*Sayfa alıntısı*:
+===+

İsrail, Gazze Şeridi'nin kuzeyindeki sınır bölgelerini buldozerlerle yıkmaya başladı… Tampon bölge oluşturulmasına dair korkular var

Filistin Yönetimi, dünya çatışmanın genişlemesiyle meşgulken Filistinlilerin yalnızlaştırılmasına karşı uyarıda bulundu.

Gazze şehrinin Şeyh Rıdvan mahallesinde İsrail bombardımanı sonucu yıkılan bir binanın enkazı altında kalanları arayan Filistinliler (AFP)
Gazze şehrinin Şeyh Rıdvan mahallesinde İsrail bombardımanı sonucu yıkılan bir binanın enkazı altında kalanları arayan Filistinliler (AFP)
TT

İsrail, Gazze Şeridi'nin kuzeyindeki sınır bölgelerini buldozerlerle yıkmaya başladı… Tampon bölge oluşturulmasına dair korkular var

Gazze şehrinin Şeyh Rıdvan mahallesinde İsrail bombardımanı sonucu yıkılan bir binanın enkazı altında kalanları arayan Filistinliler (AFP)
Gazze şehrinin Şeyh Rıdvan mahallesinde İsrail bombardımanı sonucu yıkılan bir binanın enkazı altında kalanları arayan Filistinliler (AFP)

+===+

*Kısa görev 1*:
Gazze haberini iki cümlede özetleyin.
*Kısa görev 2*:
Gazze haberinde bölge, şehir ya da mahalle olarak adı geçen yerleri listeleyin.
*Kısa görev 3*:
Gazze haberini kaldığı yerden sürdürün.

Çıkarılan veri öğeleri

+===+

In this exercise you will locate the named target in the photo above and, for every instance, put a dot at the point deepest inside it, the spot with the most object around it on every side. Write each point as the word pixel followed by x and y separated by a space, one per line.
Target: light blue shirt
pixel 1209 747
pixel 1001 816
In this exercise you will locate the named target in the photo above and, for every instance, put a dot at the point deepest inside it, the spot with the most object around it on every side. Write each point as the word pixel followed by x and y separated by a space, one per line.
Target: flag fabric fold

+===+

*Görev cevabı 1*:
İsrail, Gazze Şeridi'nin kuzeyindeki sınır bölgelerini buldozerlerle yıkmaya başladı ve bir tampon bölge oluşturulacağına dair korkular var. Filistin Yönetimi, dünya çatışmanın genişlemesiyle meşgulken Filistinlilerin yalnızlaştırılmasına karşı uyarıda bulundu.

*Görev cevabı 2*:
- Gazze Şeridi
- Gazze şehri
- Şeyh Rıdvan mahallesi

*Görev cevabı 3*:
İsrail Genelkurmay Başkanı Herzi Halevi, kuvvetlerinin tüm cephelerde agresif bir şekilde ilerlemeye devam ettiğini açıklarken, İsrail ordusu savaşın 354’üncü günü olan dün (Salı) Gazze Şeridi'ndeki çeşitli bölgeleri bombalamaya devam etti. Bu arada İsrail, tampon bölge oluşturmak amacıyla Gazze Şeridi'nin kuzeyindeki sınır bölgelerini buldozerlerle yıkmaya başladı.

İsrail savaş uçakları son saatlerde Gazze Şeridi'nin çeşitli bölgelerini bombaladı. Daha çok merkeze ve güneye odaklanan saldırılarda en az 22 Filistinlinin öldüğü bildirildi.

Gazze Şeridi’ndeki Sivil Savunma Teşkilatı, İsrail'in Gazze Şeridi'nin orta kesimindeki el-Bureyc Mülteci Kampı’nı bombalaması sonucu aralarında çocukların da bulunduğu dört kişinin, Gazze Şeridi'nin orta kesimindeki Deyr el-Balah şehrinin doğusunda ise iki kişinin öldüğünü duyurdu. Güney Gazze Şeridi'nde ise Refah'ta 5, Han Yunus'ta 7, Han Yunus'un güneyindeki Kizan en-Neccar'da 5 ve et-Tahliye bölgesinde 2 kişi öldürüldü.

Resmi rakamlar, 7 Ekim'den bu yana İsrail saldırılarında ölenlerin sayısının 41 bin 467'ye, yaralananların sayısının ise 95 bin 921'e yükseldiğini gösteriyor.

Gazze Şeridi'nin çeşitli bölgelerine yönelik bombardıman devam ederken İsrail, Gazze Şeridi'nin kuzeyindeki sınırda geniş alanları havaya uçurmaya başladı.

Şarku’l Avsat'a konuşan saha kaynakları, işgal ordusunun Gazze Şeridi'nin kuzeybatısında İsrail sınırında tampon bölge oluşturmak amacıyla geniş çaplı bir buldozer operasyonu başlattığını söyledi. Ordunun yeni projesine kuzeybatı bölgesinden başladığını, çünkü buranın tarımsal ve açık alan olduğunu ve çok fazla ev içermediğini belirten kaynaklar, yerel halk arasında İsraillilerin ‘daha da ilerleyeceğine’ dair bir inanç olduğunu ifade etti.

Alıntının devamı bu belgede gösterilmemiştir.